◆ **WHAT YOU SHOULD DO**
Transcribe all of the records word for word, please, omitting the pictures.

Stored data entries
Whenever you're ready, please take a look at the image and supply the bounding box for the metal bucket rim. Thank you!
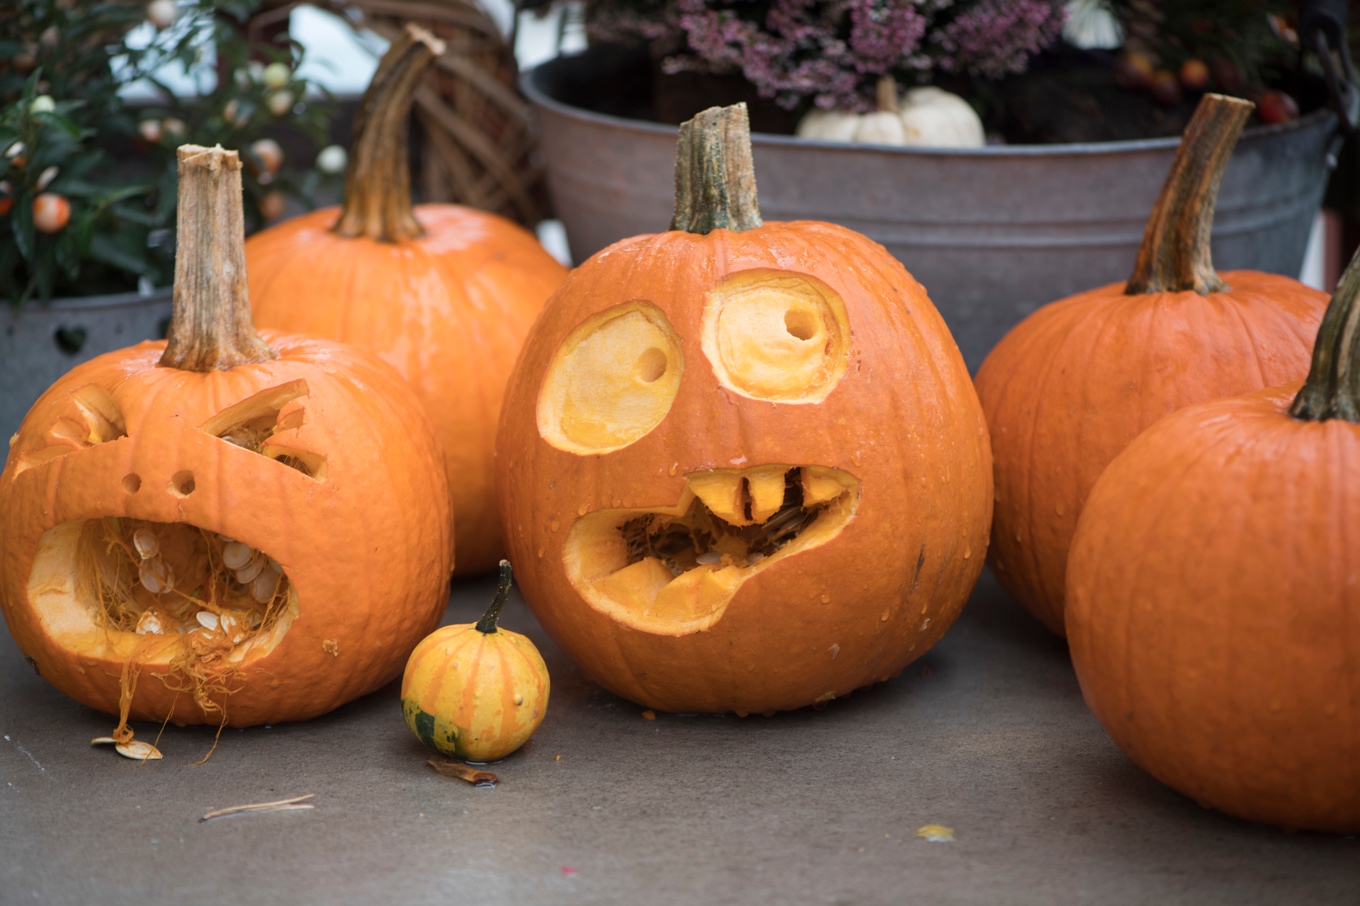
[9,285,173,315]
[523,54,1338,158]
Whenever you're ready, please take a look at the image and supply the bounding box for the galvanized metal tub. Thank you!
[1,288,174,442]
[526,51,1338,370]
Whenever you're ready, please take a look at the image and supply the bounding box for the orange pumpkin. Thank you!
[0,146,453,746]
[1066,251,1360,833]
[401,560,550,761]
[974,94,1328,636]
[246,25,567,576]
[496,105,992,715]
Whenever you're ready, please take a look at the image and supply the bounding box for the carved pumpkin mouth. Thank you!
[563,466,860,635]
[29,517,298,689]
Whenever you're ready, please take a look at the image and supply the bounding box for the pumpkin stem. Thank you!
[332,24,446,242]
[159,145,276,372]
[671,103,763,235]
[1124,93,1254,296]
[475,560,515,634]
[875,75,899,114]
[1290,246,1360,422]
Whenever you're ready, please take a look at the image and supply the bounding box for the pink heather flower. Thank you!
[848,0,928,75]
[586,0,1066,110]
[934,0,1067,79]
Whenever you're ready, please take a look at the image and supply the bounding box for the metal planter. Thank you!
[525,50,1337,370]
[2,287,174,441]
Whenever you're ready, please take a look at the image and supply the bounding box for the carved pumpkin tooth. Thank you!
[687,471,748,526]
[801,468,853,506]
[132,528,159,560]
[221,541,253,570]
[745,466,788,524]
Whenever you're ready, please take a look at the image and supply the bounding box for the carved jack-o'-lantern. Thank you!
[496,106,992,715]
[0,147,453,745]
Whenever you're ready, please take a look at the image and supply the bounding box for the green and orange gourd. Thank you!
[246,25,567,576]
[402,560,549,761]
[975,93,1329,636]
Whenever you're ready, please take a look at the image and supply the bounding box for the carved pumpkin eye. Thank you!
[537,301,684,455]
[14,384,127,475]
[202,380,326,479]
[701,270,851,403]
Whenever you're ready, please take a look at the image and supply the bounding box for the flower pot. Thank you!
[525,47,1339,370]
[1,287,174,441]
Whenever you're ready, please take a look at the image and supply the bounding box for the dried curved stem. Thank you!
[160,145,275,372]
[1125,93,1254,296]
[333,24,447,242]
[475,560,514,634]
[671,103,763,235]
[1290,246,1360,422]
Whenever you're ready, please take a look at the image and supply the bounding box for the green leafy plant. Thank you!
[0,0,339,305]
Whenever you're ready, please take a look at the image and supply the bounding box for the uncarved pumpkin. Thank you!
[0,146,453,739]
[496,104,992,716]
[246,25,567,576]
[1066,250,1360,833]
[974,94,1328,636]
[797,76,985,147]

◆ **EXERCISE RESULT**
Whenever you're ready, please take a look at the image and supply the bounding box for the metal bucket rim. Thank you!
[9,285,173,315]
[523,54,1338,158]
Whenever you're ready, please take a look at the image and supply the bounding box for the galvanized metal tub. Thank you!
[1,288,174,442]
[526,51,1338,370]
Whenever you're ready, please take a look at the image and supply the bounding box for the orange pumpkin. Thank you!
[0,146,453,746]
[1066,251,1360,833]
[401,560,550,761]
[974,94,1328,636]
[246,25,567,576]
[496,105,992,715]
Whenever you're ready, please take a look at the image and supply the bounding box for the carved pumpkin mouth. Thank you!
[563,466,860,635]
[29,517,298,689]
Whenever you're ready, please take a look at the image and supply the bounding box for the pumpkin stem. Thank you!
[332,24,446,242]
[159,145,276,372]
[671,103,763,235]
[1124,93,1254,296]
[475,560,515,634]
[875,75,899,114]
[1290,246,1360,422]
Whenever you're ready, please take a look at the image and supply the bounding box for the pink heather flower. Thank you!
[848,0,928,75]
[586,0,1066,110]
[934,0,1067,79]
Whenever you're ready, please take a look at the image and supply the bounding box for the metal planter. Thank you!
[525,50,1337,370]
[2,287,174,441]
Whenever you're ready, please take a look at the image and supply the bounding box for the carved pumpkin tooth. Thank you!
[687,471,748,526]
[801,468,853,506]
[132,528,159,560]
[221,541,253,570]
[745,466,788,524]
Whenever you're ready, please take a look at the image and supply the bounding box for the carved jack-o'-lantern. Thank you!
[496,106,992,715]
[0,147,453,745]
Whenever you're ready, please take a look at the image and supply the bounding box for the green and orange gourd. Thank you!
[246,25,567,576]
[402,560,549,761]
[975,93,1329,636]
Whenever you're ready, please take a look at the image and supply the bounding box for the carved pumpkin eye. Thank you!
[537,301,684,455]
[14,384,127,475]
[202,380,326,479]
[701,270,851,403]
Whenever you're ready, please take a look at the image and supply the bounding box for the flower pot. Thank you!
[525,47,1339,370]
[1,287,174,441]
Whenever you're ready, please take a look at the image and supply the bounding box for the dried curved stem. Thank you!
[160,145,275,372]
[1125,93,1254,296]
[333,24,447,242]
[475,560,514,634]
[671,103,763,235]
[1290,246,1360,422]
Whenever you're ready, please take a look at the image and supply the bounding box for the green leafy plant. Thank you!
[0,0,339,305]
Whenever you're ready, please take a look at the image and supply the bounding box for the uncarved pumpkin. Thank you!
[0,146,453,739]
[496,104,992,716]
[246,25,567,576]
[1066,250,1360,833]
[974,94,1328,636]
[797,76,985,147]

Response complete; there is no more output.